▶ [Exercise materials]:

════════════════

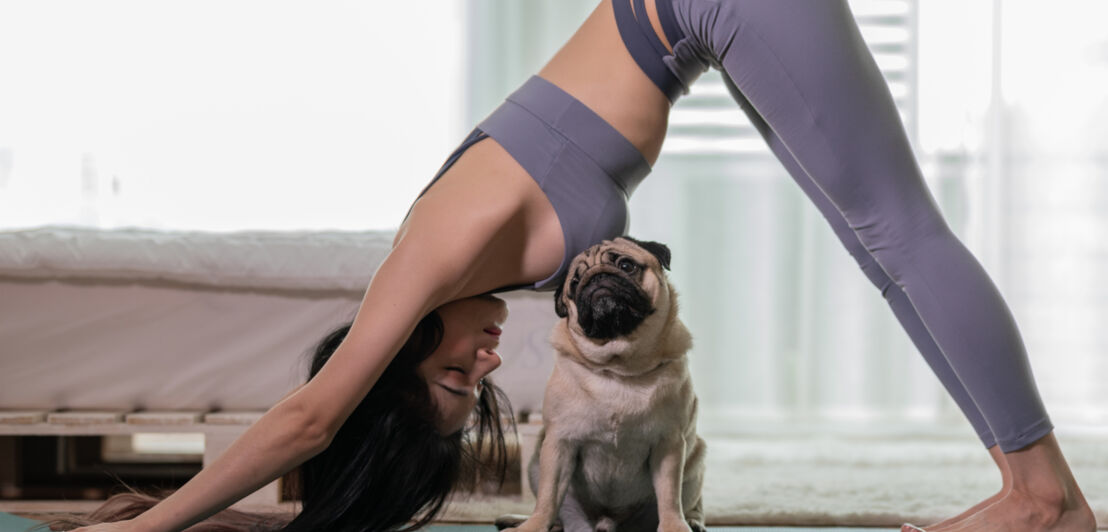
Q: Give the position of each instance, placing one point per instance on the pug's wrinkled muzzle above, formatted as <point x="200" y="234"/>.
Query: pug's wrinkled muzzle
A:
<point x="609" y="306"/>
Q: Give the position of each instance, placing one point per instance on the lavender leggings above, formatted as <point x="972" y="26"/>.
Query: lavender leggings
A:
<point x="801" y="72"/>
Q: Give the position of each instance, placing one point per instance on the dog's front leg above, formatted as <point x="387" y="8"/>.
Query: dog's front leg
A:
<point x="555" y="468"/>
<point x="667" y="468"/>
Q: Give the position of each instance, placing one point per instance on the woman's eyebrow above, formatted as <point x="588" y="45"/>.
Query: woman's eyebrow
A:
<point x="457" y="392"/>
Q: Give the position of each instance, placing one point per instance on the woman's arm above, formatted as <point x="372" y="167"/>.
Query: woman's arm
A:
<point x="277" y="442"/>
<point x="303" y="423"/>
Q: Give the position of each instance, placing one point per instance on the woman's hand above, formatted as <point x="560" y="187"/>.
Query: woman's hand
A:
<point x="125" y="525"/>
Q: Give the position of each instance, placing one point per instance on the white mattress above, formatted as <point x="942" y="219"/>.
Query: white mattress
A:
<point x="250" y="259"/>
<point x="129" y="319"/>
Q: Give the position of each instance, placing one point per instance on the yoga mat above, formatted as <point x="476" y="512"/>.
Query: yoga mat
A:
<point x="14" y="523"/>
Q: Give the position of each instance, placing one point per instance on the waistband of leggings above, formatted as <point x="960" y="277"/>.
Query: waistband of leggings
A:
<point x="592" y="134"/>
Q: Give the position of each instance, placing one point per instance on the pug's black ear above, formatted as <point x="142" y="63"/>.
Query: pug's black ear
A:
<point x="558" y="306"/>
<point x="656" y="248"/>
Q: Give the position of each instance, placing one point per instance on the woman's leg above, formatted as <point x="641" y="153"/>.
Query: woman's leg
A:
<point x="806" y="71"/>
<point x="898" y="300"/>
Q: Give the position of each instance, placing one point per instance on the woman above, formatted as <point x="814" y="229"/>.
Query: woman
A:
<point x="549" y="173"/>
<point x="412" y="421"/>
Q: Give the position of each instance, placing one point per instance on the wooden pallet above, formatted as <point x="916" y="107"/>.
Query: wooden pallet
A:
<point x="219" y="430"/>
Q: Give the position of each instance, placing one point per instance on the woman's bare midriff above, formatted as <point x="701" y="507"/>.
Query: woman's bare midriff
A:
<point x="521" y="239"/>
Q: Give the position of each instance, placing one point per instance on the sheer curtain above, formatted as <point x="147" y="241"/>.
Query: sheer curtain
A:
<point x="789" y="334"/>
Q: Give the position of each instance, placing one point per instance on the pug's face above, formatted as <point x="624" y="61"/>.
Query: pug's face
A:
<point x="613" y="288"/>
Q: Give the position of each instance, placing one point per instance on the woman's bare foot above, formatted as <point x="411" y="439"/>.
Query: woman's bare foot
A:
<point x="1043" y="497"/>
<point x="1005" y="486"/>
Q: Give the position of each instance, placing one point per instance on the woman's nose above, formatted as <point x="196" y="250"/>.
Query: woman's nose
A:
<point x="488" y="360"/>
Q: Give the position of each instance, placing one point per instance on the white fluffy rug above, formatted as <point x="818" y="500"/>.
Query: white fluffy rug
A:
<point x="841" y="480"/>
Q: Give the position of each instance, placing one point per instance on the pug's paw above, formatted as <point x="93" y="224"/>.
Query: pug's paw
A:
<point x="526" y="525"/>
<point x="674" y="524"/>
<point x="697" y="525"/>
<point x="509" y="521"/>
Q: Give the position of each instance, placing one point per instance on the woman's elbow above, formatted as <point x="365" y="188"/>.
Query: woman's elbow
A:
<point x="310" y="432"/>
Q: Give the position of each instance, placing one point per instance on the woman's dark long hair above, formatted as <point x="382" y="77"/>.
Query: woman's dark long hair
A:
<point x="387" y="468"/>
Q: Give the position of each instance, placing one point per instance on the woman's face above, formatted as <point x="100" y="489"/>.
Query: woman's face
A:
<point x="468" y="353"/>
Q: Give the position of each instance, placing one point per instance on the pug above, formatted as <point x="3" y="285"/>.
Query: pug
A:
<point x="618" y="449"/>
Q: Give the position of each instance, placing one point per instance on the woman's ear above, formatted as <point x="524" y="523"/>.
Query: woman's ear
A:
<point x="558" y="306"/>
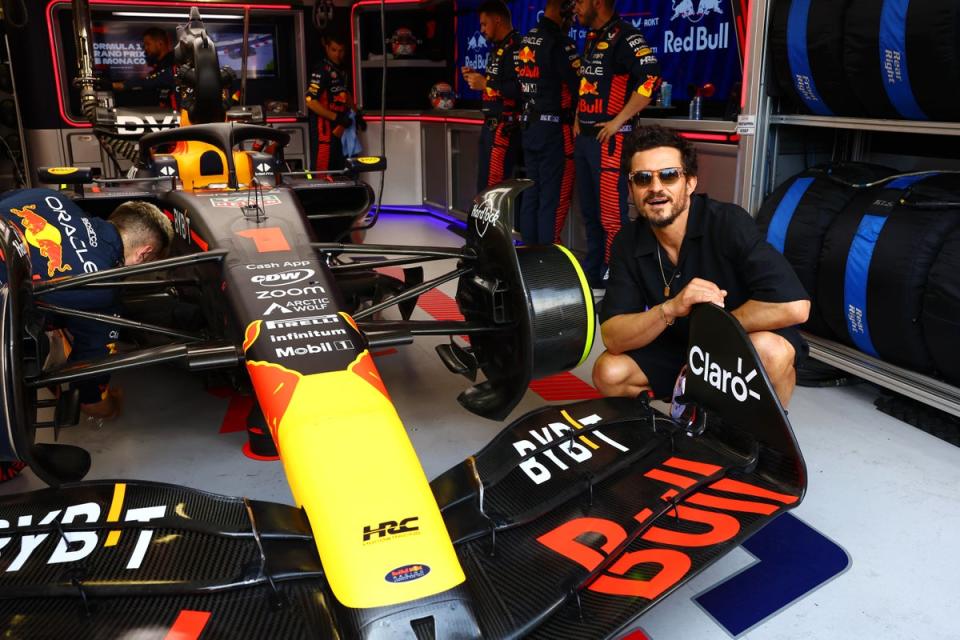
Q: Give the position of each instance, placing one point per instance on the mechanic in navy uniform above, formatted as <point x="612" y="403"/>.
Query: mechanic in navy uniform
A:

════════════════

Transcribe exactly, with no pictures, the lines running from the first line of the material through the line holding "on the lavender".

▶ [Response]:
Q: Give the position of each instance, placing one point per instance on the pug's wrinkled muzzle above, formatted as <point x="200" y="234"/>.
Query: pug's wrinkled muzzle
A:
<point x="609" y="306"/>
Q: Give the position of each instance, placing one point per instance on the lavender leggings above, formatted as <point x="972" y="26"/>.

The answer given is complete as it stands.